Point-per-instance localization data
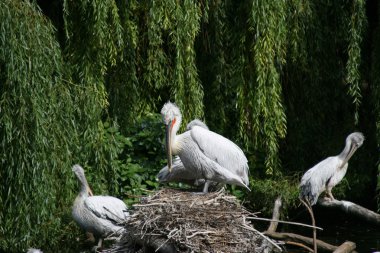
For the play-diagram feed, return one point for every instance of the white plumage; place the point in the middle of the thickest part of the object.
(329, 172)
(207, 154)
(100, 215)
(179, 173)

What to work on — Restate the entries above word for word, and keep the pictures out.

Response area —
For the play-diagram feed, return one point for every instance of the white plumage; place the point in the middle of the thickest part of the object.
(329, 172)
(207, 154)
(100, 215)
(179, 173)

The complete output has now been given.